*TEXT BLOCK*.
The next instant, they were caught in an explosive blizzard of flying concrete and shrapnel.
“They ate no meat. Many were killed, maybe 40,” said Hamidou Dicko, a neighbor who had peered over his mud-brick wall at the hotel – used by the rebels as a base – after the French warplanes attacked late on January 12.
The French air strike against the Hotel N’douli, which once served tourists visiting the Dogon hills or the fabled desert trading town of Timbuktu some 200 km (125 miles) to the north, left scattered limbs and shattered bodies in the courtyard.
The attack was just one of hundreds of French strikes that have characterized the 18-day offensive; sudden, devastating fire-power rained down from the skies that left surviving rebels little option but to flee into the desert.
“The few survivors gathered the dead, put them in trucks and fled,” said Dicko.
The overwhelming French air power has facilitated rapid advances by French and Malian troops. Islamist militants who controlled Mali’s mostly desert northern half for 10 months have now vanished from the region’s towns and villages.
The French-led offensive that has retaken a string of insurgent-held towns, including Timbuktu and Gao, has cheered most Malians who have greeted the French and government soldiers as liberating heroes.
Under rebel occupation, many were forced to live under a strict form of sharia Islamic law that imposed whippings and beatings for offences such as smoking or listening to music.

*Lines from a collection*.
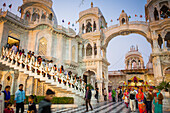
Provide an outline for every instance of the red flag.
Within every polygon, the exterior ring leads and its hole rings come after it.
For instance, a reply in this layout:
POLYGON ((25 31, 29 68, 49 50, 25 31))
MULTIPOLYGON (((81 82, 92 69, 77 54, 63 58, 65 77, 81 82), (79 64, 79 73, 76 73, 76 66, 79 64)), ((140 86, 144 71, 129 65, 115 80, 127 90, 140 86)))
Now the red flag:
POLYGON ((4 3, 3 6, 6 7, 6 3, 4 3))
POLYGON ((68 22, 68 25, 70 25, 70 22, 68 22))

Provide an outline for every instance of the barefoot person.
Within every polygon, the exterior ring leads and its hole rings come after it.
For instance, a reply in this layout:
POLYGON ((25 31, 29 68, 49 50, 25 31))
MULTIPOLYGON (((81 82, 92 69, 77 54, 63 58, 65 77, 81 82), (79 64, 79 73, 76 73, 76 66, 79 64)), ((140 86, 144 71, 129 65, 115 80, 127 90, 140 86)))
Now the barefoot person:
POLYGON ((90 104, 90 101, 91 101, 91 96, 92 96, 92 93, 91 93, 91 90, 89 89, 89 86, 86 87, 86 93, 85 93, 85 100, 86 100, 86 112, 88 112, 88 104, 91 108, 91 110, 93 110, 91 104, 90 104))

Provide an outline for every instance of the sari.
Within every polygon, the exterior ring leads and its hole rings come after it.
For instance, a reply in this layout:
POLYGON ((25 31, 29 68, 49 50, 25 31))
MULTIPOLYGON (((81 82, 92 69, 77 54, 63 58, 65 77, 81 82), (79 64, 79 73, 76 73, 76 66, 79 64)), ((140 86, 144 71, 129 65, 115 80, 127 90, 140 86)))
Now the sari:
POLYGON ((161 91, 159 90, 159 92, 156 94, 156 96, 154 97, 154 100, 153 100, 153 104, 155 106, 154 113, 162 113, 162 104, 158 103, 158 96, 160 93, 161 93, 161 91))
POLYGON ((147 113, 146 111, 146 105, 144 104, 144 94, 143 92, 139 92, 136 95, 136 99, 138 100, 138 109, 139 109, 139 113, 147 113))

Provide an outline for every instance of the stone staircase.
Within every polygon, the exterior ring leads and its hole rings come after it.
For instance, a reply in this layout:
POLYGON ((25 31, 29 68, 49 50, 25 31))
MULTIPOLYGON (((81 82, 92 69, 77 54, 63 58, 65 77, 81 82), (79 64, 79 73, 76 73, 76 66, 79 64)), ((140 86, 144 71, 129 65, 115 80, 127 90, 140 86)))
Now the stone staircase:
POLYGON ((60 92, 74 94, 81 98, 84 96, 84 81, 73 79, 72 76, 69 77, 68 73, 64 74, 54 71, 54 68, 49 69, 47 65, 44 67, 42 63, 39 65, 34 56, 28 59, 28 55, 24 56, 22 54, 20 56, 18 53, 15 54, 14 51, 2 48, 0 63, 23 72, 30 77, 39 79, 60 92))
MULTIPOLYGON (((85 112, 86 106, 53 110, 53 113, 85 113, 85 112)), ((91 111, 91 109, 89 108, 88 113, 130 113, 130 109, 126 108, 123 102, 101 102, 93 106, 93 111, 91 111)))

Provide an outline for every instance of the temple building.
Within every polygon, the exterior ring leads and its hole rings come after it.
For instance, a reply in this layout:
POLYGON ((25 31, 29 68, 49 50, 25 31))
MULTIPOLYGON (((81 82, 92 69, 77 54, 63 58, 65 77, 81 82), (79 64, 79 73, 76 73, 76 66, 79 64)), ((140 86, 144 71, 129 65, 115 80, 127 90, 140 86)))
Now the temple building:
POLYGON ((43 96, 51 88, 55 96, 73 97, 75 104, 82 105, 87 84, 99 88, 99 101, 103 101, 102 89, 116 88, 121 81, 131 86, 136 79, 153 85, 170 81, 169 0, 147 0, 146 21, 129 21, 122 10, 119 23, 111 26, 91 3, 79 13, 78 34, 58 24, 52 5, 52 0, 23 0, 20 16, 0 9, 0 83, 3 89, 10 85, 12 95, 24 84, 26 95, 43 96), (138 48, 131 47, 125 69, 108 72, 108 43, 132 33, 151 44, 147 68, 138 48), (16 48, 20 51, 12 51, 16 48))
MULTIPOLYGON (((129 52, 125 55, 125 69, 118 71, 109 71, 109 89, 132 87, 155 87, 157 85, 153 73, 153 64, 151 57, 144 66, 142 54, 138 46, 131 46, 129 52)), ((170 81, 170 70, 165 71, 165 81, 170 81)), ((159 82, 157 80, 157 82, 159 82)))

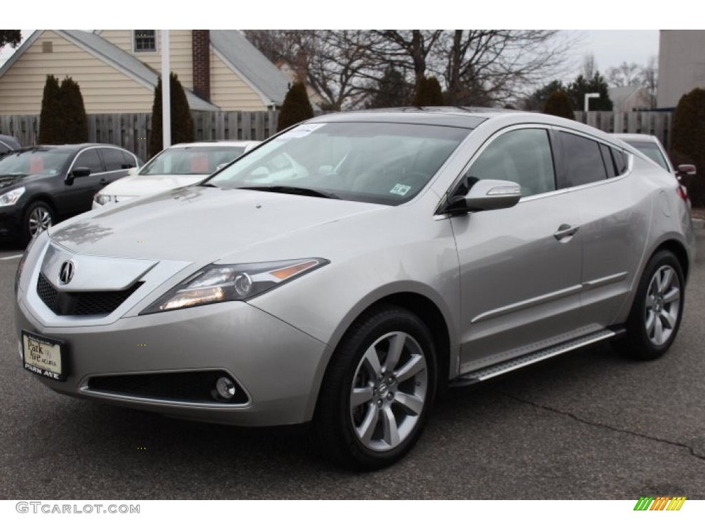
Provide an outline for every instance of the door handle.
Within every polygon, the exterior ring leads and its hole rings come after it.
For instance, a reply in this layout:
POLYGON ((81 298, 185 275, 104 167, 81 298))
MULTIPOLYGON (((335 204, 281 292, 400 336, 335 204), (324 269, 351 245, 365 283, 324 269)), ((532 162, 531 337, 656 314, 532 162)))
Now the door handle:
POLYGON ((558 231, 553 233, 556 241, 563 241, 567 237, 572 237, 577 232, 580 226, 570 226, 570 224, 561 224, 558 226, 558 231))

*TASK PROMPT*. Rewrite the part of the passage on the French offensive in Mali that opens with the words "The overwhelming French" and closes with "listening to music.", changing "liberating heroes" to "liberators". Work only from the passage on the French offensive in Mali.

*EXERCISE RESPONSE*.
The overwhelming French air power has facilitated rapid advances by French and Malian troops. Islamist militants who controlled Mali’s mostly desert northern half for 10 months have now vanished from the region’s towns and villages.
The French-led offensive that has retaken a string of insurgent-held towns, including Timbuktu and Gao, has cheered most Malians who have greeted the French and government soldiers as liberators.
Under rebel occupation, many were forced to live under a strict form of sharia Islamic law that imposed whippings and beatings for offences such as smoking or listening to music.